▶ **Your task**:
Each entry should be given again exactly, with any image left out.

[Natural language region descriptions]
==*==
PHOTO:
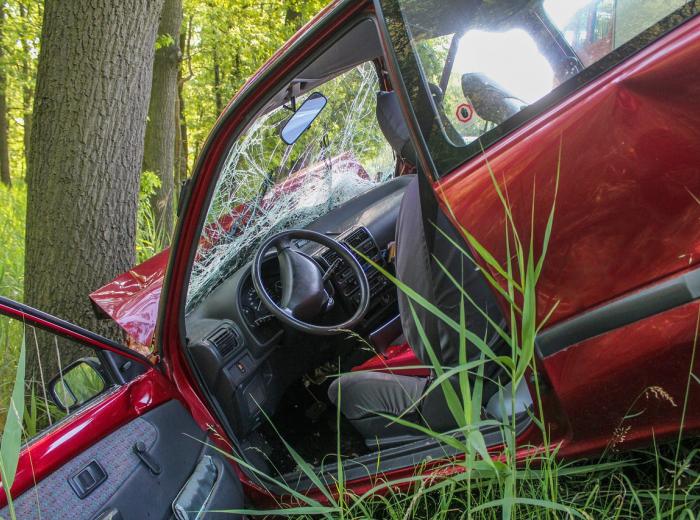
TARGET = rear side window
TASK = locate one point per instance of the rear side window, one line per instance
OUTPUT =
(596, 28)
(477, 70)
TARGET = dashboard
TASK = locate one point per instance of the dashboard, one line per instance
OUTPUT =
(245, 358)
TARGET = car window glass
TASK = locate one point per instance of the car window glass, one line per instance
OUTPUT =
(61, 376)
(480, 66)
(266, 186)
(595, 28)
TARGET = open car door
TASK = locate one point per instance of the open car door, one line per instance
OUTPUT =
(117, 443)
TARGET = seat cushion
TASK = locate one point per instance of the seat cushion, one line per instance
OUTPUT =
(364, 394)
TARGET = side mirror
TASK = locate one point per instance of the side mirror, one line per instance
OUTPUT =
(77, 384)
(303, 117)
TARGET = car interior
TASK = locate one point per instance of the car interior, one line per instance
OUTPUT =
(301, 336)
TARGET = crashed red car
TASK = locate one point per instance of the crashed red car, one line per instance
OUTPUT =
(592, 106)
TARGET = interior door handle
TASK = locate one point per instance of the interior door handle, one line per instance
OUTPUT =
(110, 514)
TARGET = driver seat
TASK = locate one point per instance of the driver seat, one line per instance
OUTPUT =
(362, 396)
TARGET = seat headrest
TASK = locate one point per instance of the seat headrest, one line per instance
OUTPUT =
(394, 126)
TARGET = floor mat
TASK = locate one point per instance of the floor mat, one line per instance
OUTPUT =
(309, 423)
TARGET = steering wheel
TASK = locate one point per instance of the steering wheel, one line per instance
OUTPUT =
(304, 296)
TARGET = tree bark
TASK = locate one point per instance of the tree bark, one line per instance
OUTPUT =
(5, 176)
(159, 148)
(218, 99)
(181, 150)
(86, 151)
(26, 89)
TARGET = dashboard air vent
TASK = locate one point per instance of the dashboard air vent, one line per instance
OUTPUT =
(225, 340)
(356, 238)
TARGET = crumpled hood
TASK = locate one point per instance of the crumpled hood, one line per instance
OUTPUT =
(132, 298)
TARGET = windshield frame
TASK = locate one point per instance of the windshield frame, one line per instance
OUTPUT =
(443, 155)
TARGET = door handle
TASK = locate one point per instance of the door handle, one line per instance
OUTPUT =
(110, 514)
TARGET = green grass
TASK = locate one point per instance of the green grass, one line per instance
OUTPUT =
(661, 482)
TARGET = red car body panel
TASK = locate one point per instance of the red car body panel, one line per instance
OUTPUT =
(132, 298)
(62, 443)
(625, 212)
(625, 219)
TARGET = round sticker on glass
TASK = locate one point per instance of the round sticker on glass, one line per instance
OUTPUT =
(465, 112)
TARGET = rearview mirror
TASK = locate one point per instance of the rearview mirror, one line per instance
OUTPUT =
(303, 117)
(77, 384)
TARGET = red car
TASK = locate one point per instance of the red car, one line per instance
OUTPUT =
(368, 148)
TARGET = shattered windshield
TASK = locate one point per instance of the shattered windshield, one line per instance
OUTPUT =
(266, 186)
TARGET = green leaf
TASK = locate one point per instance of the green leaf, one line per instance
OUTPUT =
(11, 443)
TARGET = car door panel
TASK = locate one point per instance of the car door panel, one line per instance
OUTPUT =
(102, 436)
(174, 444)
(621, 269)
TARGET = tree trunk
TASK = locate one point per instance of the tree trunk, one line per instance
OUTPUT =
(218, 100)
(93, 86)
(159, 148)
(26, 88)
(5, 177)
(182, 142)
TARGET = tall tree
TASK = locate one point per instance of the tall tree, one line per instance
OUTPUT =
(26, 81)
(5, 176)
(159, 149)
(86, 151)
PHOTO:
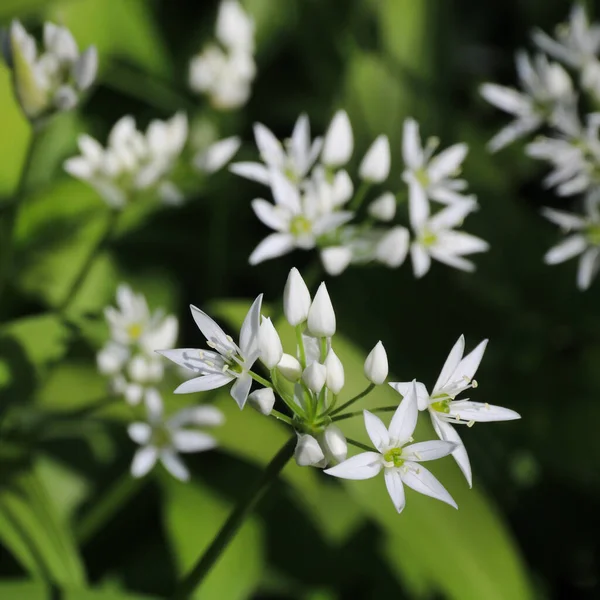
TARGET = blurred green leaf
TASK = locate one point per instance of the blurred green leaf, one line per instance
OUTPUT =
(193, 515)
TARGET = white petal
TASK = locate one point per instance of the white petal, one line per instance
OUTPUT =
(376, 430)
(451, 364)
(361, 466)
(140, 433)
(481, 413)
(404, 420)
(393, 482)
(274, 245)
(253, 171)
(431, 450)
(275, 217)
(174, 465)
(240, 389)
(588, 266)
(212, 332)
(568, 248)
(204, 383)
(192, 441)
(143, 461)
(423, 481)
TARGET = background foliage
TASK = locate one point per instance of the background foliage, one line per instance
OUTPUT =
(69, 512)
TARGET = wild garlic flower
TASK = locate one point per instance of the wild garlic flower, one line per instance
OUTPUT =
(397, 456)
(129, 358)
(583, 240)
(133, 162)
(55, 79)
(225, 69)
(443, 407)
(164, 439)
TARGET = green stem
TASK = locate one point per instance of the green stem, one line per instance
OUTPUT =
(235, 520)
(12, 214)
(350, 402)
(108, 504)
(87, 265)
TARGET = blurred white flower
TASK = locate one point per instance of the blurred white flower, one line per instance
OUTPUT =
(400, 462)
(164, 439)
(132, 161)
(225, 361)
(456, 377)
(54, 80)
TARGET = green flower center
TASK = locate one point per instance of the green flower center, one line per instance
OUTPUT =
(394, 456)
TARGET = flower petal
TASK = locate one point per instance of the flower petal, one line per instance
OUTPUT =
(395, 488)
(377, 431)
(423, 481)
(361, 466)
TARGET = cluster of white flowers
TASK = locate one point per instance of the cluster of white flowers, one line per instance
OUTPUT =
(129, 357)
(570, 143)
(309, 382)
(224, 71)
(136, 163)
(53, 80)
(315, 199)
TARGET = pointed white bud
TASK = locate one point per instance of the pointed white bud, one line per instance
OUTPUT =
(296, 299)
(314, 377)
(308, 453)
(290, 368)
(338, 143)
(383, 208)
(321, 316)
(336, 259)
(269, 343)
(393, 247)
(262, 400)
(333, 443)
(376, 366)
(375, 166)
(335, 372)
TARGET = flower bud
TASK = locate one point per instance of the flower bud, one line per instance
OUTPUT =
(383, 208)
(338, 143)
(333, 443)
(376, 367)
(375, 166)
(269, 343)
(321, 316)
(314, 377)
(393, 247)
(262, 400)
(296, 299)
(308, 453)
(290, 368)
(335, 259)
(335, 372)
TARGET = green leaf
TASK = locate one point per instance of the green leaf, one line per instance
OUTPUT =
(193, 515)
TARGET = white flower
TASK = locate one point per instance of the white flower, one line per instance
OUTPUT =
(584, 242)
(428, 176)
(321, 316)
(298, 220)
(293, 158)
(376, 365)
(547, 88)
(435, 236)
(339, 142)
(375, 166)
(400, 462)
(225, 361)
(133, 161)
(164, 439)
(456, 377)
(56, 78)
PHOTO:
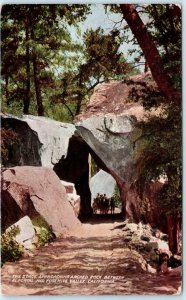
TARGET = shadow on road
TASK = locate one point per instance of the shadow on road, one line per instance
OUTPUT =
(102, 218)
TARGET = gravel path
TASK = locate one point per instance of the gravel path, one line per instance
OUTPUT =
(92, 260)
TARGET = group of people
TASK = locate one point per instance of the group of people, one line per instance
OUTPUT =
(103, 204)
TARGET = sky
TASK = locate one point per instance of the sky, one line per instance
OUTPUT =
==*==
▶ **Exercise response**:
PHOTO:
TARGET = rear side window
TASK = locate one point per instance of the rear side window, one line per instance
OUTPUT =
(596, 28)
(477, 70)
TARGET = dashboard
TASK = locate one point per instance of the dashboard, one line per instance
OUTPUT =
(245, 358)
TARGET = car window glass
TASK = locate one point per instance of the car window glass, one line per instance
OUTPUT =
(61, 376)
(480, 66)
(266, 186)
(595, 28)
TARGET = open car door
TASK = locate one point per instance of the open car door, one line per instance
OUTPUT =
(117, 443)
TARGET = seat cushion
TASK = locate one point per instance of the seat cushion, one line per instance
OUTPUT =
(364, 394)
TARGET = side mirror
TASK = locate one point per instance of the side mirror, one line per instance
OUTPUT =
(77, 384)
(303, 117)
TARGET = car interior
TASK = locate one point per instance of the car interior, one line per instance
OUTPUT =
(301, 336)
TARGET = crashed red car
TASK = locate one point per instance of the crashed red car, one line per instance
OUTPUT =
(592, 106)
TARGET = interior door handle
TASK = locate one point per instance of the interior door handle, one line per instance
OUTPUT =
(110, 514)
TARGET = driver seat
TASK = locate one point per instance of the driver seat, one line per instance
OUTPUT =
(362, 396)
TARGET = seat headrest
TASK = locate one point per instance of the seat headrest, one line per instance
OUTPUT =
(394, 126)
TARGET = floor mat
TASK = locate one point per instance of the floor mat, one line per instance
OUTPUT =
(309, 423)
TARGET = steering wheel
TASK = locate one point per instance of the steering wheel, one line per instance
OUTPUT =
(304, 296)
TARGET = tree bark
TASK = locate one point per instance of the tree bark, one line per instance
OUTPUT =
(5, 176)
(159, 148)
(218, 99)
(181, 150)
(86, 151)
(26, 89)
TARGET = dashboard air vent
TASK = locate one point per instance of the dashboard air vent, one line per instance
OUTPUT =
(225, 340)
(356, 238)
TARGET = crumpled hood
TASK = locate one point per instance of the crumpled hood, one line per instance
OUTPUT =
(132, 298)
TARGET = windshield frame
TASK = locate one point per instance of the windshield frame, one line per instance
OUTPUT =
(443, 155)
TARGET = door handle
TASK = locate one point per instance of the door handle, one line per instance
OUTPUT =
(110, 514)
TARGET = green grass
TASK = locate one point per instance of the green grass, one line per instance
OUTPUT =
(661, 482)
TARGET = red car body panel
TASK = locate one point per instance of the red car body panel, one line per instance
OUTPUT =
(132, 298)
(62, 443)
(625, 212)
(625, 219)
TARGET = round sticker on glass
TASK = locate one point per instance of the round sticker on glass, one line per instance
OUTPUT =
(465, 112)
TARGET = rearview mirror
TASK = locate one point per instance of the rearview mirror, one line per instance
OUTPUT =
(303, 117)
(77, 384)
TARGET = red car
TASK = locate one point per instance of the red car, one line per instance
OUTPUT =
(368, 148)
TARGET = shattered windshield
TASK = locate one point per instance of the shattered windshield, one line per instance
OUTPUT =
(266, 186)
TARGET = green leaf
TASK = locate one point per instance of the green leaf, one line per instance
OUTPUT =
(11, 443)
TARGET = car door panel
TASK = locate one point per instance of the car door panel, one line per instance
OUTPUT =
(102, 436)
(174, 444)
(621, 269)
TARGET = tree trunk
TASK = locate one point per instance of the tree trunk, one line per instance
OUTPUT =
(218, 100)
(93, 86)
(159, 148)
(26, 88)
(5, 177)
(182, 142)
TARGET = tall tree
TASK = locate one point per instance of the tall tree, one line per instance
OUTPUT =
(26, 81)
(5, 176)
(159, 149)
(86, 151)
PHOTO:
TARGET = blurred green leaf
TASK = locate one point per instance of the blurred green leaf, one line per instance
OUTPUT =
(193, 515)
TARGET = white petal
TASK = locate one point per instance of the white petal, one line per instance
OUTPUT =
(376, 430)
(451, 364)
(361, 466)
(140, 433)
(481, 413)
(404, 420)
(393, 482)
(274, 245)
(253, 171)
(431, 450)
(275, 217)
(174, 465)
(240, 389)
(588, 266)
(212, 332)
(568, 248)
(204, 383)
(192, 441)
(143, 461)
(423, 481)
TARGET = background foliage
TASK = locate one point per instance of the background foliage, one line per instance
OUTPUT =
(69, 512)
TARGET = wild garlic flower
TASK = locate one point per instance of the wild garlic flower, one line per instance
OUTPUT =
(397, 456)
(129, 358)
(583, 240)
(133, 162)
(55, 79)
(225, 69)
(443, 407)
(164, 439)
TARGET = green stem
TASK = locate one point per instance of the green stem, one line per instance
OUTPUT =
(235, 520)
(12, 214)
(350, 402)
(108, 504)
(87, 265)
TARGET = blurred white flower
TASK = locate one point per instance of the blurred white flower, one line per instance
OUTPUT =
(400, 462)
(164, 439)
(132, 161)
(225, 361)
(456, 377)
(54, 80)
TARGET = green flower center
TASK = locate one point per instance of the green flower center, one line per instance
OUTPUT =
(394, 456)
TARGET = flower petal
TASK = locate one point per instance of the flower petal, one line per instance
OUTPUT =
(395, 488)
(377, 431)
(423, 481)
(361, 466)
TARGET = cluster of white flowers
TASK = locate one point per instance of the cluster of white flowers, one line per instance
OUTPUT =
(129, 357)
(570, 143)
(309, 382)
(224, 71)
(136, 163)
(53, 80)
(315, 199)
TARGET = pointed white bud
TASK = locate one point per instance of the pointed white bud, one line per instance
OUTPUT =
(296, 299)
(314, 377)
(308, 453)
(290, 368)
(338, 143)
(383, 208)
(321, 316)
(336, 259)
(269, 343)
(393, 247)
(262, 400)
(333, 443)
(376, 366)
(375, 166)
(335, 372)
TARGET = flower bud
TASK = locate one point per instance of the flower bud, one line per instance
OUTPUT =
(383, 208)
(338, 143)
(333, 443)
(376, 367)
(375, 166)
(269, 343)
(321, 316)
(314, 377)
(393, 247)
(262, 400)
(296, 299)
(308, 453)
(290, 368)
(335, 259)
(335, 372)
TARGET = green leaf
TASK = locate one point per instance of the green leaf, one line per instance
OUTPUT =
(193, 515)
TARGET = white flower
TASK = locate one point per instance of the white flower, one line per instance
OUTPUT =
(584, 242)
(428, 176)
(321, 316)
(298, 220)
(293, 158)
(376, 365)
(547, 88)
(435, 236)
(339, 142)
(375, 166)
(400, 462)
(225, 361)
(133, 161)
(164, 439)
(456, 377)
(56, 78)
PHOTO:
TARGET = shadow on road
TASK = locate one point per instance of the shadow on road, one line per instance
OUTPUT =
(102, 218)
TARGET = gravel path
TASK = locate one point per instance of the gravel path, one line per instance
OUTPUT =
(92, 260)
TARGET = group of people
TASK = locate one point per instance of the group of people, one line per instance
OUTPUT =
(103, 204)
TARGET = sky
TASK = locate one point per instance of the sky, one line per instance
OUTPUT =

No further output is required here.